§ Data for this task
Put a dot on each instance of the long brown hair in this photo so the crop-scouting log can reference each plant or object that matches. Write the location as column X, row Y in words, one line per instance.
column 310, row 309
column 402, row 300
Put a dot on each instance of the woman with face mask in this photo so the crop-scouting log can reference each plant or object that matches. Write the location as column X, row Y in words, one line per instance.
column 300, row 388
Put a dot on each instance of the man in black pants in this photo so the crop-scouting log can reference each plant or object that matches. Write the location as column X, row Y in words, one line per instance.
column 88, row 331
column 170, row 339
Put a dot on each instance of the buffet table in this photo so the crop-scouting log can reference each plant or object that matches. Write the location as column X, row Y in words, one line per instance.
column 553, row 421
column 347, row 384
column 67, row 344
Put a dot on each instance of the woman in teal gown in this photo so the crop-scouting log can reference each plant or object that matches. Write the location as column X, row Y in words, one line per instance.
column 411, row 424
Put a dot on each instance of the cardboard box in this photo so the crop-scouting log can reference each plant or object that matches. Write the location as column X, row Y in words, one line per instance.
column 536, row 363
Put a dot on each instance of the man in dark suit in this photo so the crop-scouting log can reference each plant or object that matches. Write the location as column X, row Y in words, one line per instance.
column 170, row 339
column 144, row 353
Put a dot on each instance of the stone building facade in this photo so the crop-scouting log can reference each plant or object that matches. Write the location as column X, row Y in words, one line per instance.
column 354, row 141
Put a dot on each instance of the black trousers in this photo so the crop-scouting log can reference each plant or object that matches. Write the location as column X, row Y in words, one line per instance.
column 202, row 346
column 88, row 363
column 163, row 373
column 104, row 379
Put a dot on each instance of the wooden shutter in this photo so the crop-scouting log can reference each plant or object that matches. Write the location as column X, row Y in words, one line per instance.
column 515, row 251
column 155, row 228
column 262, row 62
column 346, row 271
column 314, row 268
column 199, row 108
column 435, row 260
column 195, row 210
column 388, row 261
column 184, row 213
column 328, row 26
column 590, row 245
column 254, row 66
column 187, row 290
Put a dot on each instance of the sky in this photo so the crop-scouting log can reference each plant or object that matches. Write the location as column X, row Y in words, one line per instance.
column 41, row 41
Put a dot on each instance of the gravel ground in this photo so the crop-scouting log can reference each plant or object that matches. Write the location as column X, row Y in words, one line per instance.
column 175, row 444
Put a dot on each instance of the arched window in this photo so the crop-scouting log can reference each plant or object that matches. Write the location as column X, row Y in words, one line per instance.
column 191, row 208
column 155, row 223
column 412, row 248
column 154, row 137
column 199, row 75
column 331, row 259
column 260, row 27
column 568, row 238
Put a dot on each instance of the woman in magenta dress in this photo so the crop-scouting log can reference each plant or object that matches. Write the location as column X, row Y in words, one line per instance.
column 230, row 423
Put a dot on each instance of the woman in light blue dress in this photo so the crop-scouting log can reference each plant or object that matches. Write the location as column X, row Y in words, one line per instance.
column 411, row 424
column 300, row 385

§ Try it
The whole of the data must be given back word for word.

§ Result of this task
Put a dot on each instance of the long brown hair in this photo so the crop-scouting log can reference each plant or object that matches. Write the location as column X, row Y in words, one line per instance.
column 310, row 309
column 402, row 300
Put a dot on each instance of the woman with face mask in this photo so the crop-scouting log can reference each plant or object that matches. Write the location as column X, row Y in words, one line per instance.
column 300, row 388
Put a dot on each instance of the man in black pants in this photo so the crop-scouting log can reference each plant or object that matches. Write the location as column X, row Y in words, one line per instance.
column 88, row 331
column 170, row 339
Put a dot on each instance of the buffet table in this photo so the crop-scouting log can reference each plant or object that matches. Write the location as column X, row Y in words, one line per instance.
column 553, row 421
column 347, row 384
column 67, row 344
Put a dot on each instance of the woman in teal gown in this photo so the crop-scouting log can reference each plant or object that matches. Write the location as column X, row Y in words, one line per instance.
column 411, row 424
Put a dot on each instance of the cardboard box in this photo so the crop-scouting log can reference each plant or object that matches. Write the location as column X, row Y in words, one line per instance.
column 536, row 363
Put a dot on each instance of the man in dark suit in this photo so the crop-scouting log can reference each plant or object that matches. Write the location as column X, row Y in words, one line per instance.
column 170, row 339
column 144, row 353
Put a dot on each instance of the stone building facade in this photo so the crop-scouting log can reference each plant or object that matches. Write the location as column X, row Y in words, one line per instance.
column 354, row 141
Put a dot on each instance of the black trousers in this photo so the crop-scouting log can reference each plant or object that matches. Write the location as column X, row Y in words, one line per instance.
column 202, row 346
column 88, row 363
column 163, row 373
column 104, row 379
Put a dot on each instance of the wooden shutter in this photo so the crop-scouting log can reference each plant or object that matches. Write the location as column X, row Y in words, one line per instance.
column 515, row 251
column 155, row 228
column 262, row 62
column 346, row 271
column 314, row 268
column 199, row 108
column 435, row 260
column 195, row 210
column 388, row 261
column 184, row 213
column 328, row 26
column 590, row 245
column 254, row 66
column 187, row 290
Put a dot on each instance of the sky in this photo so the crop-scouting log can reference each plant or object that matches. Write the location as column X, row Y in words, one line per instance.
column 41, row 41
Put a dot on each instance of the gravel ground in this photo so the crop-scouting log can reference each plant or object that matches. Write the location as column X, row Y in words, one line per instance.
column 175, row 444
Put a dot on each instance of the arched window in this photo so the crop-scouting log can reference each plant or object that matches. Write the location as column X, row Y in words, one line per instance.
column 191, row 208
column 155, row 223
column 412, row 248
column 154, row 137
column 199, row 75
column 331, row 259
column 260, row 27
column 568, row 238
Put a dot on each instance of the woman in magenta dress in this photo so the crop-scouting log can reference each plant or object that matches. Write the location as column X, row Y in words, one line per instance.
column 230, row 423
Put a dot on each instance of the woman in light blue dress in this photo so the crop-scouting log can reference each plant or object that matches. Write the location as column X, row Y in words, one line per instance.
column 411, row 424
column 300, row 385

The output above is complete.